Phrase grounding data:
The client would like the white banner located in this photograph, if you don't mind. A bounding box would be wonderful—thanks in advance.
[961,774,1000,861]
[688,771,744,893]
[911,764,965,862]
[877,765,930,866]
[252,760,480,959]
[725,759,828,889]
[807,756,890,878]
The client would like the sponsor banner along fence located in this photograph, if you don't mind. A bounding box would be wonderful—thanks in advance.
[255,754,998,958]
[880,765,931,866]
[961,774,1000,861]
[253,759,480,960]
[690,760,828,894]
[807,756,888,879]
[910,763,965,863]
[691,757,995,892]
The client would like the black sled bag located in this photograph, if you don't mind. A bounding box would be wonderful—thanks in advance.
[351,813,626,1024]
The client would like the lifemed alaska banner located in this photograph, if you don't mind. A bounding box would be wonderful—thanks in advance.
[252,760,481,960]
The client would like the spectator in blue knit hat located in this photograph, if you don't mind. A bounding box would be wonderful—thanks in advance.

TASK ITEM
Could you quote, exactly as they appear, the line containing "The client would like the lifemed" and every line after it to the end of the records above?

FINISHED EXERCISE
The client would like the lifemed alaska banner located in this photograph, if you don't mind. A bounding box would be wonderful—thanks in advance.
[252,760,481,960]
The client would like the spectator in blue knit hat located in this photograph, if you don't mind. A bounding box would be wonderful—thanks in advance.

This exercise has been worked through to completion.